Report each line below that contains the word "white", copying every such line in full. Case counts.

── RECORDS SHOWN

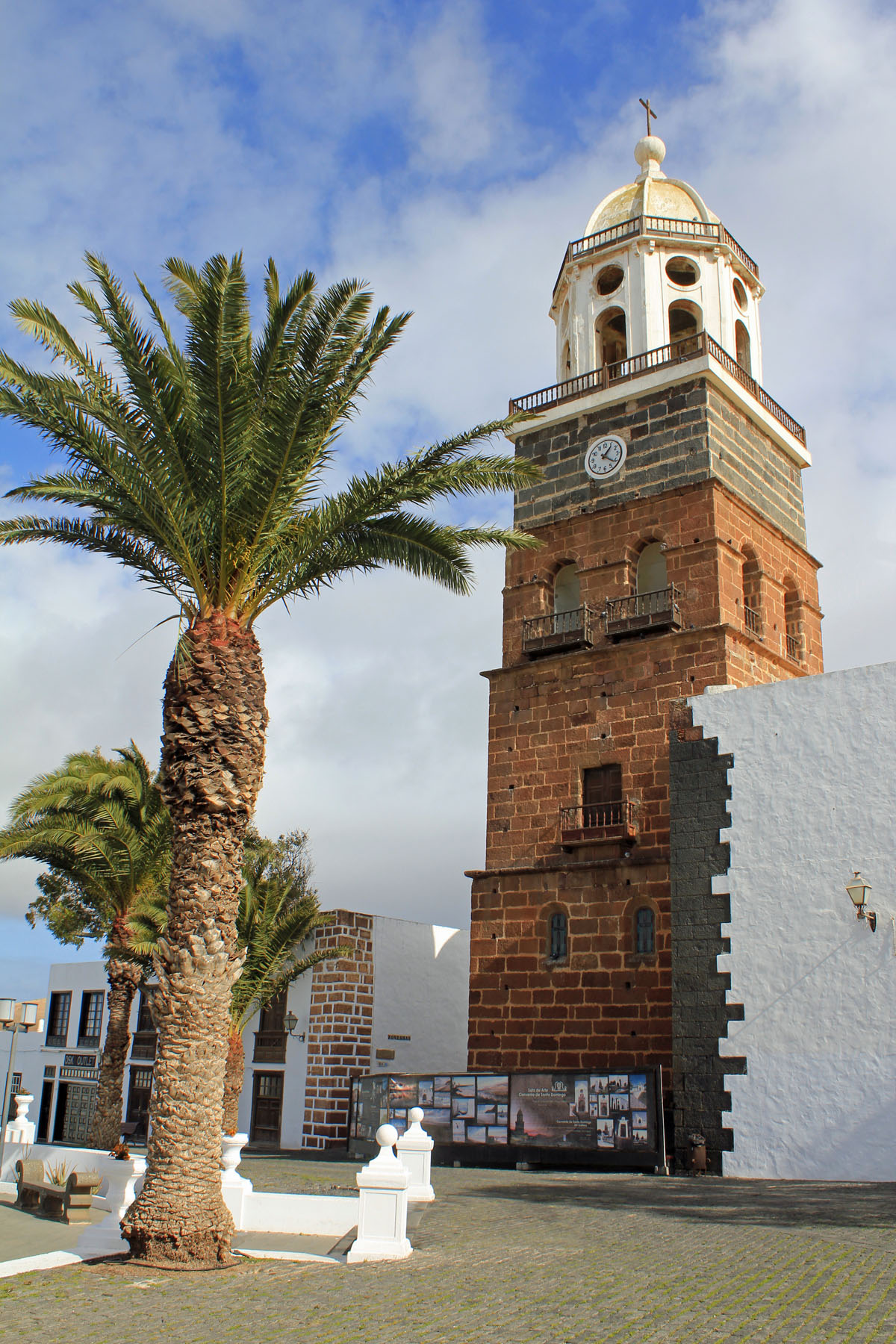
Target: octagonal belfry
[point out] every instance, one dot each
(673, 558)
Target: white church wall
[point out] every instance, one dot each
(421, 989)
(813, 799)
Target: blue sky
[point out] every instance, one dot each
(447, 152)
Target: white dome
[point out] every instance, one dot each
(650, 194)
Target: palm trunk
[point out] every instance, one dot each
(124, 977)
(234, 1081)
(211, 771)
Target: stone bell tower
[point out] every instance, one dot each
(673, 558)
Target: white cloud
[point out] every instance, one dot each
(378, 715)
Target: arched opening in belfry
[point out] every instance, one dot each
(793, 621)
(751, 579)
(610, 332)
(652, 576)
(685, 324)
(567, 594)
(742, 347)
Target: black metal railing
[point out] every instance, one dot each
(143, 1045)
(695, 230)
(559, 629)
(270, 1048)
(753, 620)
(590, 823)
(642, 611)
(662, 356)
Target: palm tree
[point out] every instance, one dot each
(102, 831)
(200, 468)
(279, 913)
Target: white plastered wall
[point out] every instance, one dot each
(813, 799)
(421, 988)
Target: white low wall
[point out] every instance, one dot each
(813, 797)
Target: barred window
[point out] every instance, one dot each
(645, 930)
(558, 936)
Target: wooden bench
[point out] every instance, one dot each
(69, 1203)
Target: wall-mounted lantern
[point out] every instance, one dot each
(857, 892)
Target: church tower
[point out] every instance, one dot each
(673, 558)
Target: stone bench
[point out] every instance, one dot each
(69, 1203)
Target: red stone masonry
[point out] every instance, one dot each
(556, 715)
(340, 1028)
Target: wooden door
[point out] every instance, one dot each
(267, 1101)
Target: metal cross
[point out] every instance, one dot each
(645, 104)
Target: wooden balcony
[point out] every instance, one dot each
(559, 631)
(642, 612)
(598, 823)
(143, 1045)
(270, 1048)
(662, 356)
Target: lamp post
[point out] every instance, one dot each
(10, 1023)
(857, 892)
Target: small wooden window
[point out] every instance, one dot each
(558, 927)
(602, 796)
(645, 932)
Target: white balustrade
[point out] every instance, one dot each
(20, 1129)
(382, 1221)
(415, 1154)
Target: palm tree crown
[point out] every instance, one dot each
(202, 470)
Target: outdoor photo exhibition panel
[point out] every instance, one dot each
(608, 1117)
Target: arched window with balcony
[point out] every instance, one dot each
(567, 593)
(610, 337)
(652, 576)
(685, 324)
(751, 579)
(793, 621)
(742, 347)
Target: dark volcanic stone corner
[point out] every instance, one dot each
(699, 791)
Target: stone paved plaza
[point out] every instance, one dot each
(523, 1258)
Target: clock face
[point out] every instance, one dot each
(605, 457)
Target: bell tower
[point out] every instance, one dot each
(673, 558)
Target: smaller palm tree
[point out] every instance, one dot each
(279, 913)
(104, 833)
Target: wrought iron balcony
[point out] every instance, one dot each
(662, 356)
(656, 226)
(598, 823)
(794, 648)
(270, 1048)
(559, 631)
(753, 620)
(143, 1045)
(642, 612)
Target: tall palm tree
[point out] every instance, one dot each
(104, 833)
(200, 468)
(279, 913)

────
── RECORDS SHOWN

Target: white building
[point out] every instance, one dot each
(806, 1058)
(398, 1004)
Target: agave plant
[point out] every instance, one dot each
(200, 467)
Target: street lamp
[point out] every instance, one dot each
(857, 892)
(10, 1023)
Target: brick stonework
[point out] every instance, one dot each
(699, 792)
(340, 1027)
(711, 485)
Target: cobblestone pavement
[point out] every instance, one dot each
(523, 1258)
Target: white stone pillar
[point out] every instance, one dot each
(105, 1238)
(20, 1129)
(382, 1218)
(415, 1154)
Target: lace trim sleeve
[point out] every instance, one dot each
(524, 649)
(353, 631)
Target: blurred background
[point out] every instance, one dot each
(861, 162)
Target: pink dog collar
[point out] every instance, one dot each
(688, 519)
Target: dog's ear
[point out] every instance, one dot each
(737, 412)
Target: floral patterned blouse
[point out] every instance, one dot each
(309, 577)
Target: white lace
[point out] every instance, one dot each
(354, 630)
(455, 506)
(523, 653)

────

▶ **ANSWER TO THE TASK**
Target: white church wall
Target: white dome
Target: white cloud
Target: white plastered wall
Target: white low wall
Target: white balustrade
Target: white building
Target: white stone pillar
Target: white lace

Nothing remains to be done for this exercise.